» What to work on
1/ In the Henry Clay Exploration Project notice, about how many acres of National Forest System lands does the project area cover?
2/ Copy the Henry Clay Exploration Project notice from "The Forest Service’s" up to and including "((36 CFR 228.8).".
3/ Write the next part of the Henry Clay Exploration Project notice, starting after its final sentence.
++++ Excerpt to read ++++
The Mountain Home Ranger District of the Boise National Forest is soliciting public scoping comments on the proposed Henry Clay Exploration Minerals Project. The Henry Clay Exploration Project area is located about 7 miles north of Featherville, Idaho in Elmore County. The project area encompasses approximately 200 acres of National Forest System (NFS) lands.
Purpose and Need for Action
The decision whether to allow mining or locatable minerals exploration activity is not within the agency’s authorities as long as the proposal is reasonable. Through the General Mining Laws of 1872, the public has a right to locate and develop mineral resources on any public lands open to mineral entry. The management of the subsurface mineral resource is mainly according to Federal law and regulation rather than the management discretion of the Forest Service. The Forest Service manages the surface of National Forest System land under 1897 Organic Act, the Multiple Use Mining Act of 1955, and the 1872 Act Surface Use Regulations (Title 36, Code of Federal Regulations Part 228(A)). The 228 Regulations require an operator to submit a Plan of Operations (POO) for operations which might cause a significant disturbance to surface resources. In developing the proposed action, the Forest Service then has the authority to include provisions such as project design features, operational requirements, mitigation measures, and monitoring programs deemed necessary to minimize environmental impacts to surface resources. The major laws and regulations governing such responses include the following:
- The 1872 Mining Law as amended (also referred to as the U.S. Mining Law[s]), provides in part that, "...all mineral deposits in land belonging to the United States are free and open to exploration and the lands in which they are found are open to occupation and purchase." This granting of statutory rights to explore, develop, and gain title to the minerals estate of federal lands open to mineral entry, remain in effect today.
- The 1897 the Organic Administration Act (16 USC 478, 551) created the National Forest System, and at the same time opened these lands to entry under the 1872 Mining Law. This law also gives the Secretary of Agriculture authority to regulate activities conducted under the Mining Law.
- The Multiple Use Mining Act of 1955 (30 USC 612) reserved to the United States the right to use the surface of unpatented mining claims providing such use did not endanger or materially interfere with prospecting, mining or processing operations or reasonably incident uses.
- Regulations defining Forest Service authority to manage locatable mineral activities were adopted in 1974, and are codified in 36 CFR 228A. In accordance with these regulations, an approved plan of operation is required for any locatable mineral activity on National Forest System land that would cause a significant disturbance of surface resources. These regulations also require the Forest Service to conduct an analysis that meets the requirements of the National Environmental Policy Act (NEPA) for each plan of operation received. Forest Service responses to a proposed plan of operation are defined by regulation at 36 CFR 228.5. The overall purpose of these regulations as stated in 36 CFR 228.1, is to manage operations so as to minimize adverse environmental impacts on National Forest System surface resources.
The Forest Service’s Purpose is to minimize adverse environmental impacts to surface resources by regulating the functions, work, and activities connected with the proponent’s plan to remove locatable minerals from National Forest System lands. The compelling Need for the Forest Service to take this action is to comply with the legal requirements to respond to the claimant’s reasonable Plan of Operations (36 CFR 228.4), and to ensure that “operations are conducted so as, where feasible, to minimize adverse environmental impacts on National Forest surface resources” ((36 CFR 228.8).
++++ Stored data ++++
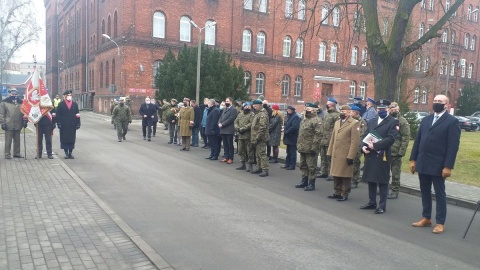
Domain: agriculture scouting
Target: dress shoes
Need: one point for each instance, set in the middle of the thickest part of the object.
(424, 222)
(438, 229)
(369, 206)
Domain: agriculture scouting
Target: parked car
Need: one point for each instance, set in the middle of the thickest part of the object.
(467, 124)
++++
++++ Stored data ++++
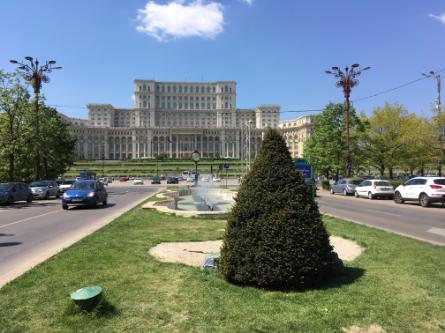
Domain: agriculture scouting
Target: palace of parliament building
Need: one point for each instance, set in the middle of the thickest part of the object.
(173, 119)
++++
++++ Stored data ++++
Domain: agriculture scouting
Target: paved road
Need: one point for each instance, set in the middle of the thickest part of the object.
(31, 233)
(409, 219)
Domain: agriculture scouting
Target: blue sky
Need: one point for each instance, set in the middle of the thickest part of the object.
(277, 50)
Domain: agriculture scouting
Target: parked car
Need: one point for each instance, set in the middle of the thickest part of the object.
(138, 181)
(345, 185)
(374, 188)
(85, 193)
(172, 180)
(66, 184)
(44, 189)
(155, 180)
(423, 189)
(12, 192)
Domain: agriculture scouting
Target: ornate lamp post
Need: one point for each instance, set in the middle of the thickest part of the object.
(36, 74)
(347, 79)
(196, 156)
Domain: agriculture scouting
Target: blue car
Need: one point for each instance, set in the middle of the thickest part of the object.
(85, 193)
++++
» Responses to the exercise
1/ Approximately 200 acres.

2/
The Forest Service’s Purpose is to minimize adverse environmental impacts to surface resources by regulating the functions, work, and activities connected with the proponent’s plan to remove locatable minerals from National Forest System lands. The compelling Need for the Forest Service to take this action is to comply with the legal requirements to respond to the claimant’s reasonable Plan of Operations (36 CFR 228.4), and to ensure that “operations are conducted so as, where feasible, to minimize adverse environmental impacts on National Forest surface resources” ((36 CFR 228.8).

3/
The action to be considered by the Forest Service is the approval of the proposed Henry Clay Plan of Operations for locatable minerals exploration activities on National Forest System lands. The locatable minerals exploration proposal includes the following actions:
- Four trench excavations would be accomplished using a small excavator (<12,000 GVW): trenches are proposed as two-feet wide (width of excavator bucket), up to 25-feet long and 2- to 6-feet deep. Bulk material samples would be gathered during excavation from each trench (up to 100 pounds of material per trench), then trenches would be immediately backfilled with the excavated material. One to two trenches would be excavated, sampled and reclaimed in one day. Bulk samples would be removed from Forest Service lands for analysis at a private facility.
- Up to 11 core holes (1 13/16 inch diameter) would be drilled to a maximum of 400 feet below ground surface. Suitable drill pads already exist and no additional construction of drill pads is anticipated. Drilling would require either 1) a drilling-mud sump on each site, approximately 4-feet by 4-feet and up to 4-feet deep, or 2) self-contained sump such as a 100-gallon watering trough or equivalent. Mr. Cook would design and implement the exploration drilling operations in compliance with the Rules of the Department of Environmental Quality, Idaho Administrative Procedures Act (IDAPA_ 58.01.02 “Water Quality Standards”, IDAPA 20.03.02 “Exploration, Surface Mining, Closure of Cyanidation Facilities” and 58.01.11 “Ground Water Quality Rule.” Specifically per the Water Quality Standards, Mr. Cook must ensure:
- “No pollutant shall be discharged from a single source or in combination with pollutants discharged from other sources in concentrations or ina manner that: a) will or can be expected to result in violation of the water quality standards applicable to the receiving water body or downstream waters; or b) will injure designated or existing beneficial uses; or c) is not authorized by the appropriate authorizing agency for those discharges that require authorization” (IDAPA 58.01.02.080.01).
- For the Ground Water Quality Rule: “No person shall cause or allow the release, spilling, leaking, emission, discharge, escape, leaching, or disposal of a contaminant in the environment in a manner that a) causes a ground water quality standard to be exceeded; b) injures a beneficial use of ground water; or c) is not in accordance with a permit, consent order or applicable best management practice, best available method or best practical method.” (IDAPA 58.01.11.01)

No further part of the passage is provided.